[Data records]
··········
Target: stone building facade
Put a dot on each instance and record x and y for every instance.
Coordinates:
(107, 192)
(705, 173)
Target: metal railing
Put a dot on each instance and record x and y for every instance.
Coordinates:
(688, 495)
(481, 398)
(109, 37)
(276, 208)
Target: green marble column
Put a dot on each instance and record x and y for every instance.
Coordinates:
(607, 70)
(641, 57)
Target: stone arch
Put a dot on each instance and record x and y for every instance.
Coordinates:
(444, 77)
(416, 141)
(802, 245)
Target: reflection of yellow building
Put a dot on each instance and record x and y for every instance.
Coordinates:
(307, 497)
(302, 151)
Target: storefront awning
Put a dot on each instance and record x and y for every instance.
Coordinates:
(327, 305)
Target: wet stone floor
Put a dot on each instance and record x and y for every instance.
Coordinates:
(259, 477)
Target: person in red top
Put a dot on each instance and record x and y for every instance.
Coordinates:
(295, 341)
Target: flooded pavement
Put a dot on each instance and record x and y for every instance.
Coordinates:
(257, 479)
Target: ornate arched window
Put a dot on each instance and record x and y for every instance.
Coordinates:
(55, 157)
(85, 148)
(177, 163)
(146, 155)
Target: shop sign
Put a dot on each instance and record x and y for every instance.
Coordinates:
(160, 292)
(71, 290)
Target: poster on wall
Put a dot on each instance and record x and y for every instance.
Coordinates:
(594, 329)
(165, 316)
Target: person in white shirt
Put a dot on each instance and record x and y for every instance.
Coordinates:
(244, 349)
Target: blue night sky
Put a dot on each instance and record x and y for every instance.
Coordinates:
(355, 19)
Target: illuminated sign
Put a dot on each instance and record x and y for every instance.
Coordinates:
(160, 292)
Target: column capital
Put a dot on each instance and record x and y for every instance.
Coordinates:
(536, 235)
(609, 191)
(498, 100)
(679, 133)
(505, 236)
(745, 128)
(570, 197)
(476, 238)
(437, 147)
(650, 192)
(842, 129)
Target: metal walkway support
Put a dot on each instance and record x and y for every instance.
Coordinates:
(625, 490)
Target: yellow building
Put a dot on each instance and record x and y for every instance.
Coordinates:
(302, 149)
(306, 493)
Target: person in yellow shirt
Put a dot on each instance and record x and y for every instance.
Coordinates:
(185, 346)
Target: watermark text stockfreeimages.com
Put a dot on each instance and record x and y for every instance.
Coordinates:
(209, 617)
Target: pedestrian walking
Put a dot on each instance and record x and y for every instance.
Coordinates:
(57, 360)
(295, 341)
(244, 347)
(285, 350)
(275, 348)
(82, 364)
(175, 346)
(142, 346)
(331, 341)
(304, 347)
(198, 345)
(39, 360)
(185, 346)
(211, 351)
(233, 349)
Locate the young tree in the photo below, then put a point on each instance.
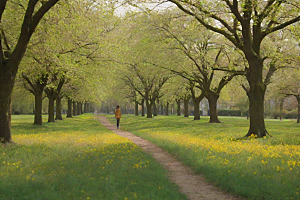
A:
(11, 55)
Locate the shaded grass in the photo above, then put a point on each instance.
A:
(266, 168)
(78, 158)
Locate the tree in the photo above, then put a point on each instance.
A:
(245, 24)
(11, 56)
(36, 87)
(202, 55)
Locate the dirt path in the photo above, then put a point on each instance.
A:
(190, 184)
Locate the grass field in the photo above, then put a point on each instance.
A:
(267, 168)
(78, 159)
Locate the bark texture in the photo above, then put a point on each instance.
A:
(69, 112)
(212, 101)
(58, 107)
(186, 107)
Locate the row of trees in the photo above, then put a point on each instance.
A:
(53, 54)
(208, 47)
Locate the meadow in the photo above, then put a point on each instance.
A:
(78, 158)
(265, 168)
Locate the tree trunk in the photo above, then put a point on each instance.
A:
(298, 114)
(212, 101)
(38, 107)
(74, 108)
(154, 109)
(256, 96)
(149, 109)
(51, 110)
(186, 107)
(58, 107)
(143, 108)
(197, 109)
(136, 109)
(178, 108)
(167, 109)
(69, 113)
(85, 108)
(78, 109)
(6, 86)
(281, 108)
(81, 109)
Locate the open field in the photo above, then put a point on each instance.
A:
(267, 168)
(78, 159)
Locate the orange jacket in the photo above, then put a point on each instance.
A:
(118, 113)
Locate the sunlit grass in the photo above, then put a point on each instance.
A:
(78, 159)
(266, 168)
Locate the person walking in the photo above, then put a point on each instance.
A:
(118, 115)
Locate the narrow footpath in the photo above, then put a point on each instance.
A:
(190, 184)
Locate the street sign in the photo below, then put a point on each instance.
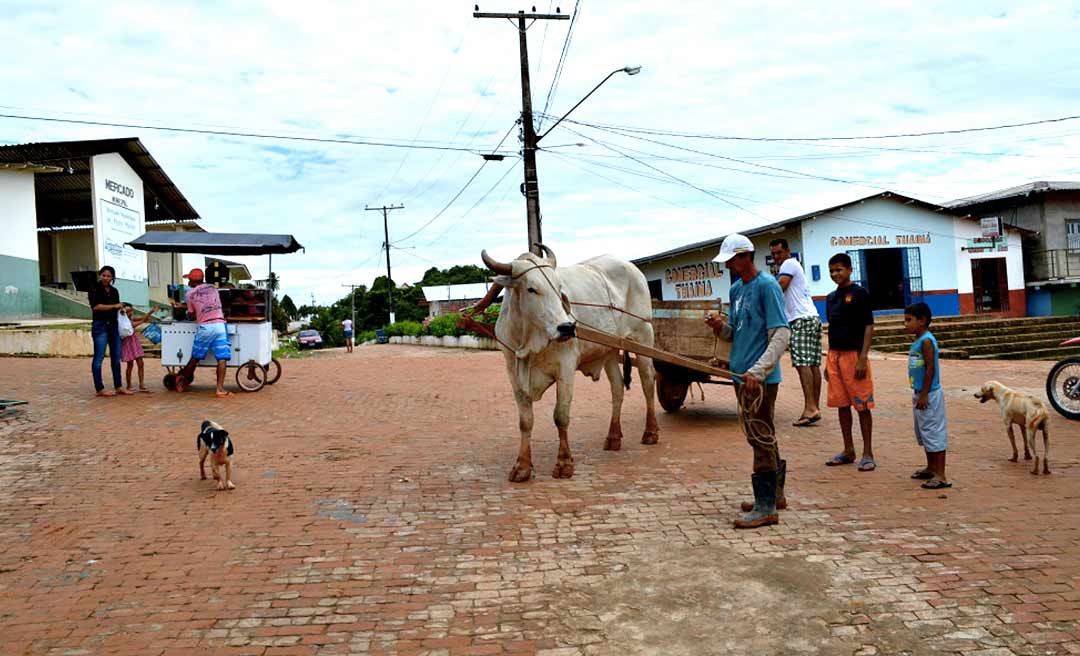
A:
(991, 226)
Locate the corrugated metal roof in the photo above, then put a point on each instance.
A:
··········
■ **YOUR ASSIGNMENT**:
The answer must consist of every line in the records above that contains the word "yellow".

■ **OUTPUT FOR THIS EXERCISE**:
Target: reflection of yellow building
Target: yellow building
Target: person in yellow shirt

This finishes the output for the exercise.